§ Trecho selecionado:

<<<<

Prajña, o terceiro nível de experiência da realidade, é o refúgio do atman, o espaço sagrado onde todas as aflições se extinguem e a energia do jiva é renovada para o próximo dia. O sono profundo é o estado de “corpo inerte e mente desligada”, onde imperam o silêncio e a inação; é um estado inconsciente de total recolhimento em si mesmo, sem distrações internas ou externas.


Em susupta-prajña não há desejos ou aversões, não há nenhum objeto a ser experienciado, nenhuma circunstância a ser vivenciada, não há fantasias, ideias ou imaginação. Trata-se de uma experiência unificada e indiferenciada, a morada da bem-aventurança e da sabedoria; é o caminho que leva ao conhecimento dos outros dois níveis de experiência da realidade e suas ilusões, um estado sutil de existência física.


Sobre isto, diz a Chandogya Upanishad:

 

Aquele que está nas profundezas do sono, esse é o atman. Ele é o imortal, aquele que se encontra em estado de sono profundo, aquele que não tem experiência de qualquer tipo, não é afetado por nada, por nenhum sentimento. O estado de sono profundo é um estado de liberdade de todas as turbulências, tanto físicas quanto psíquicas que se experiencia nos estados de vigília e de sonho (Ch.Up. XI, 1).

>>>>

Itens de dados
<<<<

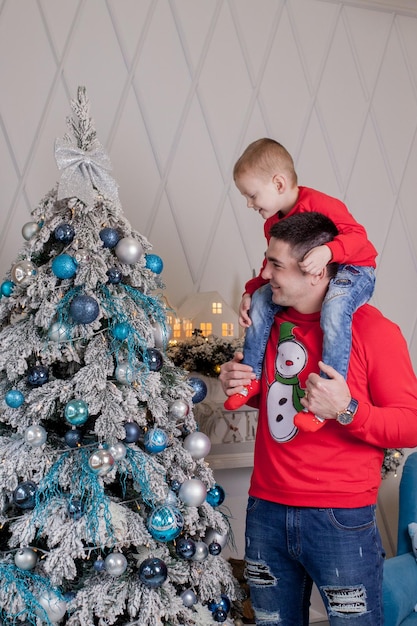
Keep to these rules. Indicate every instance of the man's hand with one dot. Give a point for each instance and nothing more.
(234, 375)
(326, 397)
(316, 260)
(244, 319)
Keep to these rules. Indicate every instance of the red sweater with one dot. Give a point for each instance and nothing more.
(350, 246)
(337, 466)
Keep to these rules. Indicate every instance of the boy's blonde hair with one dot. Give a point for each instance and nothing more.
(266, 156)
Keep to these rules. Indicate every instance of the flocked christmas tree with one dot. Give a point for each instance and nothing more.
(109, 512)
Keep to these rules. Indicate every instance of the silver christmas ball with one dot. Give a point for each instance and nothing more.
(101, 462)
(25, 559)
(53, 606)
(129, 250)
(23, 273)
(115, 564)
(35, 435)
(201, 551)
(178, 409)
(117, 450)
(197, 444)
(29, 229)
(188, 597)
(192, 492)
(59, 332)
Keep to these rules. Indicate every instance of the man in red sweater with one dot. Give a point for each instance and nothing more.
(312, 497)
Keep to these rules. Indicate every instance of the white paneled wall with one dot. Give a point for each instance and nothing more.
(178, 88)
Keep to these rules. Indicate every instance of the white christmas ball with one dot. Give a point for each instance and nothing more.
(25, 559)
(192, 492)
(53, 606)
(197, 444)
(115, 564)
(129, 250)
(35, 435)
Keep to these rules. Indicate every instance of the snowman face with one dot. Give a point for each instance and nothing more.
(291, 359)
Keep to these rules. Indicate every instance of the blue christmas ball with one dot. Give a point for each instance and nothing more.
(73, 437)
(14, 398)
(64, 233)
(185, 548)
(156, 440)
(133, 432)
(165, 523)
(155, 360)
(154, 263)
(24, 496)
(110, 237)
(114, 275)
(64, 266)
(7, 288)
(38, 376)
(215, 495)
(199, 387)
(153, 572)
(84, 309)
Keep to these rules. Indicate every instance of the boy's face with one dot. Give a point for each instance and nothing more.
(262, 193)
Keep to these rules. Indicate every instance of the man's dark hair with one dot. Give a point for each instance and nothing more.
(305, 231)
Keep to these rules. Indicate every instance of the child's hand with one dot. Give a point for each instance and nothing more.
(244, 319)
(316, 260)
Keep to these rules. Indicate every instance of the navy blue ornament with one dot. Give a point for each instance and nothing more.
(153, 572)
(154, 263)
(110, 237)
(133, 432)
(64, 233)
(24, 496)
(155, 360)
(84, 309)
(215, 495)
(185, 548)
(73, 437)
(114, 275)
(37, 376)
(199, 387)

>>>>

§ Seu objetivo: Transcreva na íntegra, sem nenhuma alteração, o trecho acima sobre o sono profundo e o atman.

§ Resultado final:
Prajña, o terceiro nível de experiência da realidade, é o refúgio do atman, o espaço sagrado onde todas as aflições se extinguem e a energia do jiva é renovada para o próximo dia. O sono profundo é o estado de “corpo inerte e mente desligada”, onde imperam o silêncio e a inação; é um estado inconsciente de total recolhimento em si mesmo, sem distrações internas ou externas.


Em susupta-prajña não há desejos ou aversões, não há nenhum objeto a ser experienciado, nenhuma circunstância a ser vivenciada, não há fantasias, ideias ou imaginação. Trata-se de uma experiência unificada e indiferenciada, a morada da bem-aventurança e da sabedoria; é o caminho que leva ao conhecimento dos outros dois níveis de experiência da realidade e suas ilusões, um estado sutil de existência física.


Sobre isto, diz a Chandogya Upanishad:

 

Aquele que está nas profundezas do sono, esse é o atman. Ele é o imortal, aquele que se encontra em estado de sono profundo, aquele que não tem experiência de qualquer tipo, não é afetado por nada, por nenhum sentimento. O estado de sono profundo é um estado de liberdade de todas as turbulências, tanto físicas quanto psíquicas que se experiencia nos estados de vigília e de sonho (Ch.Up. XI, 1).